**TASK REQUIREMENTS**
Print the records exactly as they are written.

(Collected data entries)
▼

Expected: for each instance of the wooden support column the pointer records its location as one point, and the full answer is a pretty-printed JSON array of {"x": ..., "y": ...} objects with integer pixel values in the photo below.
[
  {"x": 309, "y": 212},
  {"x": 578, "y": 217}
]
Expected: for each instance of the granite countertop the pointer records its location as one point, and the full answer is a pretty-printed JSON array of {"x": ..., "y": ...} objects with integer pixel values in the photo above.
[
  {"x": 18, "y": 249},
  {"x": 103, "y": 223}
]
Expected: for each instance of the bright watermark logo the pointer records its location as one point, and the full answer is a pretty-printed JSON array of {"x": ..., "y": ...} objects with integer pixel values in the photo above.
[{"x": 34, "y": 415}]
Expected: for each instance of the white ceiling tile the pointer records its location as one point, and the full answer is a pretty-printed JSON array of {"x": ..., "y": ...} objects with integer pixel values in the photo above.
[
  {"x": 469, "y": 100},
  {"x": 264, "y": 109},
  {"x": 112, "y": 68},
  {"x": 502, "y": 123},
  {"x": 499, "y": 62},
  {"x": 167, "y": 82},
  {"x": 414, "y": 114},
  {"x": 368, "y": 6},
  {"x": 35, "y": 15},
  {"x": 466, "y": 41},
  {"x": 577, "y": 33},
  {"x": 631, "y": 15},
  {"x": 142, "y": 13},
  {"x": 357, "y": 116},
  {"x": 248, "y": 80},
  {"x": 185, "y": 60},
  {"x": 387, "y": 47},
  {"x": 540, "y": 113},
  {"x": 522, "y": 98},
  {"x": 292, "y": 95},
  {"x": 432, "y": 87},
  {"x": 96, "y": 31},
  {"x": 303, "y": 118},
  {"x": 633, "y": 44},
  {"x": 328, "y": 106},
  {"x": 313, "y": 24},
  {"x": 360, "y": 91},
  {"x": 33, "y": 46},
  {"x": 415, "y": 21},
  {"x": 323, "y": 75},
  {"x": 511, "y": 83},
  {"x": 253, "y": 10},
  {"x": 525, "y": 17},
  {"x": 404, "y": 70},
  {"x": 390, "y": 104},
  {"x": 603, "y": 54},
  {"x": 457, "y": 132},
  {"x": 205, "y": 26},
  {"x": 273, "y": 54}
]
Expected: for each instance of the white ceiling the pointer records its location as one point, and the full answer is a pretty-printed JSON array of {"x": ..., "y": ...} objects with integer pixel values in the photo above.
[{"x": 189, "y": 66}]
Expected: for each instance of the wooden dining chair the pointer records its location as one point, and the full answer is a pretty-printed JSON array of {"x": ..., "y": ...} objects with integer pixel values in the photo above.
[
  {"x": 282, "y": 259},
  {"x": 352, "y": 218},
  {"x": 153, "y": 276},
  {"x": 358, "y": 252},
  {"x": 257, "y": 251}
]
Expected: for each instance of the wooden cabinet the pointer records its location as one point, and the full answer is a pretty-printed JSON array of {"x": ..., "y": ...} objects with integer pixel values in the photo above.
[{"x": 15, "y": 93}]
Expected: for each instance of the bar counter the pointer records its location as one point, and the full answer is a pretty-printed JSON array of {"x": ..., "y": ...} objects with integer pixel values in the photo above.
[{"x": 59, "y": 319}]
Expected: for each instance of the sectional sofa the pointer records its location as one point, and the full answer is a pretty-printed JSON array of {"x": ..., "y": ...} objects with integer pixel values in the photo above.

▲

**PROBLEM SOLUTION**
Expected: for each instance of the wooden support column the pointer records its location as one point, and the full answer is a pretty-printed JSON array of {"x": ..., "y": ...} objects with integer pixel values in the photo below.
[
  {"x": 309, "y": 212},
  {"x": 578, "y": 217}
]
Expected: for each instance of the granite countertop the pointer records its location as one point, and the full answer is a pretty-printed JSON array of {"x": ..., "y": ...} objects with integer pixel values in the photo above.
[
  {"x": 18, "y": 249},
  {"x": 103, "y": 223}
]
Expected: for each instance of the bright watermark logo the pointer records its location as one point, and the full answer is a pretty-printed JSON array of {"x": ..., "y": ...} objects with integer pixel values in the photo above.
[{"x": 34, "y": 415}]
Expected: for each instance of the white ceiling tile the pointer records its location as one point, and the full answer is a pretty-printed JSON array of {"x": ..., "y": ...} objects with integer pixel values in the photo above.
[
  {"x": 469, "y": 100},
  {"x": 264, "y": 109},
  {"x": 112, "y": 68},
  {"x": 502, "y": 123},
  {"x": 499, "y": 62},
  {"x": 167, "y": 82},
  {"x": 414, "y": 114},
  {"x": 368, "y": 6},
  {"x": 35, "y": 15},
  {"x": 466, "y": 41},
  {"x": 577, "y": 33},
  {"x": 631, "y": 15},
  {"x": 142, "y": 13},
  {"x": 357, "y": 116},
  {"x": 248, "y": 80},
  {"x": 185, "y": 60},
  {"x": 387, "y": 47},
  {"x": 540, "y": 113},
  {"x": 522, "y": 98},
  {"x": 292, "y": 95},
  {"x": 432, "y": 87},
  {"x": 96, "y": 31},
  {"x": 303, "y": 118},
  {"x": 633, "y": 44},
  {"x": 328, "y": 106},
  {"x": 313, "y": 24},
  {"x": 360, "y": 91},
  {"x": 33, "y": 46},
  {"x": 415, "y": 21},
  {"x": 323, "y": 75},
  {"x": 511, "y": 83},
  {"x": 253, "y": 10},
  {"x": 525, "y": 17},
  {"x": 404, "y": 70},
  {"x": 390, "y": 104},
  {"x": 603, "y": 54},
  {"x": 457, "y": 132},
  {"x": 205, "y": 26},
  {"x": 273, "y": 54}
]
Expected: for each instance of the white ceiling the pointer records its location as one point, and the full answer is a pretty-printed JSON array of {"x": ..., "y": ...} objects with integer pixel values in the photo above.
[{"x": 189, "y": 66}]
Expected: for each instance of the wooden dining chair the pointer records its location as one point, and the full answer is a pretty-printed JSON array of {"x": ..., "y": ...} objects with integer pixel values in the photo above.
[
  {"x": 282, "y": 259},
  {"x": 352, "y": 218},
  {"x": 153, "y": 276},
  {"x": 358, "y": 252},
  {"x": 257, "y": 251}
]
Expected: for each instance of the wooden cabinet the pointer records its location as one point, and the full answer is a pretty-printed JSON array of {"x": ..., "y": ...} objects with integer pixel values in the photo above.
[{"x": 15, "y": 93}]
Expected: for each instance of the bar counter the pointer records its location as one point, and the full answer is a pretty-printed JSON array of {"x": ..., "y": ...} objects with integer pixel values in the photo above.
[{"x": 59, "y": 319}]
Expected: for each instance of the sectional sofa the pointer records its location as one point, and the full answer is a pretty-printed JSON array of {"x": ..., "y": ...} objects with integer pixel values in the photo above.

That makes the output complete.